::: MATERIAL FOR THIS TASK :::

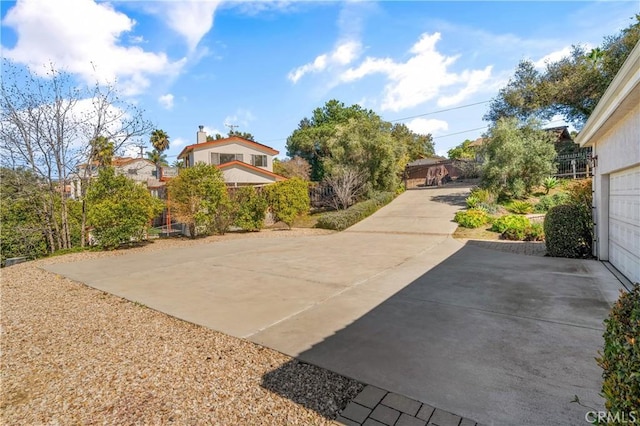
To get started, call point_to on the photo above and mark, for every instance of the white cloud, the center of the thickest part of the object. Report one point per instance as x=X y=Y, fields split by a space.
x=424 y=126
x=421 y=78
x=192 y=19
x=552 y=57
x=83 y=37
x=343 y=54
x=178 y=142
x=166 y=101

:::

STATED GOAL: Convert the listing above into a Markdown table with two columns, Row and Listing line, giving each non-blank line its own numbered row. Leave the picture out of the table.

THE COMPLETED TASK:
| Row | Listing line |
|---|---|
| 1 | To get started, call point_to on the photo above and mark, for every instance of the white cloud, the center of the thickest part of the object. Report one point per instance as x=X y=Y, fields split by a space. |
| 2 | x=424 y=126 |
| 3 | x=421 y=78 |
| 4 | x=192 y=19 |
| 5 | x=552 y=57 |
| 6 | x=83 y=37 |
| 7 | x=343 y=54 |
| 8 | x=178 y=142 |
| 9 | x=166 y=101 |